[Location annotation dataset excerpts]
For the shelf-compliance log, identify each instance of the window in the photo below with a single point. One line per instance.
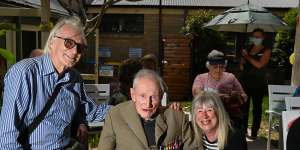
(122, 23)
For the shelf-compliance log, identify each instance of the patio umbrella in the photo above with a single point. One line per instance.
(245, 18)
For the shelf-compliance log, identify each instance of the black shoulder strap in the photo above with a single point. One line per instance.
(37, 120)
(23, 138)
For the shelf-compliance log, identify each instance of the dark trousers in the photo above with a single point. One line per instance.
(256, 95)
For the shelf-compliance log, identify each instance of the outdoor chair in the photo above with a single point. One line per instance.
(292, 103)
(277, 94)
(98, 92)
(287, 118)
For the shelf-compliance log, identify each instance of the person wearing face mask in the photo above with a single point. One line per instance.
(253, 63)
(225, 84)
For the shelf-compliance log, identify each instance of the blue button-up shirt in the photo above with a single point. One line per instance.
(27, 87)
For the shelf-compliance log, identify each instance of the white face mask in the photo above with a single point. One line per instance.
(256, 41)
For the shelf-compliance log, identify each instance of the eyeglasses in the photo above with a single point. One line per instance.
(69, 44)
(218, 66)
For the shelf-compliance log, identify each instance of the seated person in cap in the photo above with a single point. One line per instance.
(141, 123)
(225, 84)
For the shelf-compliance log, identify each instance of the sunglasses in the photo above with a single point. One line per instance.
(69, 44)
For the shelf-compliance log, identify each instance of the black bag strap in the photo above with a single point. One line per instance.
(23, 138)
(37, 120)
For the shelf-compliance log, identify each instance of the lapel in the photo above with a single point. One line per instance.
(160, 126)
(134, 122)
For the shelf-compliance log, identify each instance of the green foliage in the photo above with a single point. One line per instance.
(4, 27)
(285, 39)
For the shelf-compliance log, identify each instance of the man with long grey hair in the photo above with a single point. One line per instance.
(42, 95)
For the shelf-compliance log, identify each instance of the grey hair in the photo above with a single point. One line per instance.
(212, 99)
(73, 21)
(212, 54)
(207, 64)
(152, 75)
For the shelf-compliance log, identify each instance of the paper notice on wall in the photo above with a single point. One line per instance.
(135, 52)
(105, 52)
(106, 71)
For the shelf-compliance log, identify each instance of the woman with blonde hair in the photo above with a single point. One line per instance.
(212, 126)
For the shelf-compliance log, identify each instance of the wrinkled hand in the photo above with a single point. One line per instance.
(82, 133)
(175, 106)
(245, 54)
(224, 97)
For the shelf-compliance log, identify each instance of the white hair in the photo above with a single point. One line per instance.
(152, 75)
(73, 21)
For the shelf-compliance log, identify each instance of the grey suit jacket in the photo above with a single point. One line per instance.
(123, 129)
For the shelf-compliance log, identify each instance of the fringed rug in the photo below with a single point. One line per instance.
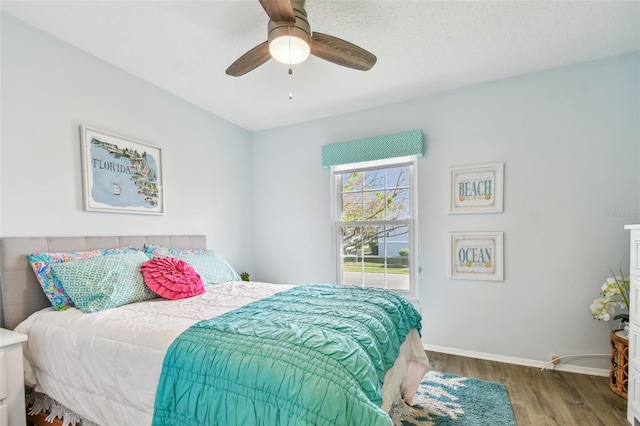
(450, 400)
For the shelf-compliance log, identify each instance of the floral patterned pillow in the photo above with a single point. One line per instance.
(208, 264)
(41, 264)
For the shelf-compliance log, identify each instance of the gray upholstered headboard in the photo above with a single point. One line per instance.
(20, 292)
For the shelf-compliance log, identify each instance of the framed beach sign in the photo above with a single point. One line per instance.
(119, 174)
(477, 189)
(476, 256)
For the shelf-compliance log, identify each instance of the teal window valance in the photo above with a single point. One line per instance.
(376, 148)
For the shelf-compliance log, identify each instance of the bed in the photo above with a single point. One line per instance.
(134, 364)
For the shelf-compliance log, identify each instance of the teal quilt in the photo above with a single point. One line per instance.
(313, 355)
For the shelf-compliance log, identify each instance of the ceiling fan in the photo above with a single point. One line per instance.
(290, 41)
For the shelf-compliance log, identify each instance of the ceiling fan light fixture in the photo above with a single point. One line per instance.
(289, 49)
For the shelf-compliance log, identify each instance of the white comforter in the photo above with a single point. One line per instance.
(105, 366)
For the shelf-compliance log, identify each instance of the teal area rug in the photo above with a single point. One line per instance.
(450, 400)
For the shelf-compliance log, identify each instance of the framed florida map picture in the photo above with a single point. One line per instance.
(120, 174)
(477, 189)
(476, 256)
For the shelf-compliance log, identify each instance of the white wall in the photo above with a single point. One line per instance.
(49, 89)
(569, 139)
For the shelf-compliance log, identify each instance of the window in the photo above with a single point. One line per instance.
(375, 232)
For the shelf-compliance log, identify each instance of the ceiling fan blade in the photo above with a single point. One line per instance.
(279, 10)
(341, 52)
(250, 60)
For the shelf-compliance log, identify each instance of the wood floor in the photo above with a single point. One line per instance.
(541, 398)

### Problem to work on
Set down all the data again exactly as above, pictures excluded.

### Written answer
For the shelf-compliance log, identify each instance of the window in the photo below with a single point. One line per instance.
(122, 23)
For the shelf-compliance log, identify each instance of the patio umbrella in the photo above with a single point. One line per instance.
(245, 18)
For the shelf-compliance log, identify each instance of the black shoulder strap in the photo above with a single point. One line per instance.
(37, 120)
(23, 138)
For the shelf-compliance log, identify each instance of the dark trousers in the photo above with a single point. One line per instance.
(256, 95)
For the shelf-compliance log, identify each instance of the outdoor chair in the photo above with a single point. One line per instance.
(292, 103)
(277, 94)
(98, 92)
(287, 118)
For the shelf-compliance log, identify each instance of the person wearing face mask in the photo above with a single point. One line per instance.
(253, 63)
(225, 84)
For the shelf-compliance log, identify each instance of the blue button-up shirt in the photo above with a single point. One line per instance.
(27, 87)
For the shelf-compliance log, identify each instance of the white face mask in the photo above with a single point. One line per instance.
(256, 41)
For the shelf-compliance log, identify each instance of the eyeglasses in the photo above with a single point. One line per instance.
(69, 44)
(218, 66)
For the shelf-compliance log, identify each instance of the seated person in cap in the photo above with a single point. One line per instance.
(141, 123)
(225, 84)
For the shelf-compliance log, identify each instance of the sunglasses in the photo above with a single point. One line per instance.
(69, 44)
For the shelf-compliance log, identify each instance of the black bag strap in the photo above with a single point. One line per instance.
(23, 138)
(37, 120)
For the shelf-compliance log, identify each instance of the lapel in the photo above with a single point. One line per instance.
(160, 126)
(134, 122)
For the shelf-compliance log, identify each instance of the green foliage in the photo above with a single point. One line per instance.
(4, 27)
(285, 39)
For the shelf-compliance log, identify each instance of the man with long grey hair in the photo above with a single point. One line per instance.
(42, 95)
For the shelf-compliance log, identify each instance of the grey hair in the photo above with a single point. One line per instance.
(212, 99)
(73, 21)
(212, 54)
(207, 64)
(152, 75)
For the shelf-compliance log, identify each instance of the paper notice on wall in the photo above with a single point. One line per instance.
(135, 52)
(105, 52)
(106, 71)
For the shelf-compliance log, identify each instance of the woman with blonde hair in the photo above with a single point. One line per instance.
(212, 126)
For the shelf-compliance log, identify each instance of the wrinkled hand in the photo above with a single point. One line per instance.
(82, 133)
(175, 106)
(245, 54)
(224, 97)
For the shelf-compliance log, identify each instance of the white hair in the photo above with a single point. One line per instance.
(152, 75)
(73, 21)
For the shelf-compliance log, identify each instance of the grey suit jacket in the photo above with a single point. One line per instance.
(123, 129)
For the shelf-compliance log, identify each instance of the fringed rug in the photo below with a single point. One line per instance.
(450, 400)
For the shelf-compliance log, identify each instance of the floral patterned pillow in the photo above with a single point. One line per instance.
(208, 264)
(41, 264)
For the shelf-compliance log, identify each instance of the gray upholstered headboard in the photo above with a single point. One line per instance.
(20, 292)
For the shelf-compliance log, identify each instance of the framed beach sign in the photo above with a single point. One line per instance.
(119, 174)
(477, 189)
(476, 256)
For the shelf-compliance log, identify each instance of the teal window valance in the photo above with a single point. One line per instance.
(376, 148)
For the shelf-compliance log, identify each instance of the bed in the photo above with a single point. One line per instance.
(134, 364)
For the shelf-compliance log, identify each instance of the teal quilt in the photo above with a single point. One line per instance.
(313, 355)
For the shelf-compliance log, identify each instance of the ceiling fan in the photo above with a single point. One line per instance.
(290, 41)
For the shelf-compliance log, identify each instance of the ceiling fan light fixture in the photo above with a single point. One line per instance.
(289, 49)
For the shelf-compliance log, identify each instance of the white comforter in the photo above with a single point. One line per instance.
(105, 366)
For the shelf-compliance log, identify each instance of the teal area rug in the photo above with a single point. One line per instance.
(450, 400)
For the shelf-compliance log, identify each instance of the framed florida map picture in the photo above with a single point. One line per instance.
(120, 174)
(477, 189)
(476, 256)
For the shelf-compliance log, identify each instance of the white wall in the photo above with a single point. One line per instance.
(49, 89)
(569, 139)
For the shelf-compliance log, identify each instance of the window in the photo above with a single point. One line per instance.
(375, 232)
For the shelf-compliance log, identify each instance of the ceiling fan blade in the photo above with a single point. One line per instance.
(279, 10)
(341, 52)
(250, 60)
For the shelf-compliance log, identify each instance of the wood floor in the photo above with a single point. One line per instance.
(541, 398)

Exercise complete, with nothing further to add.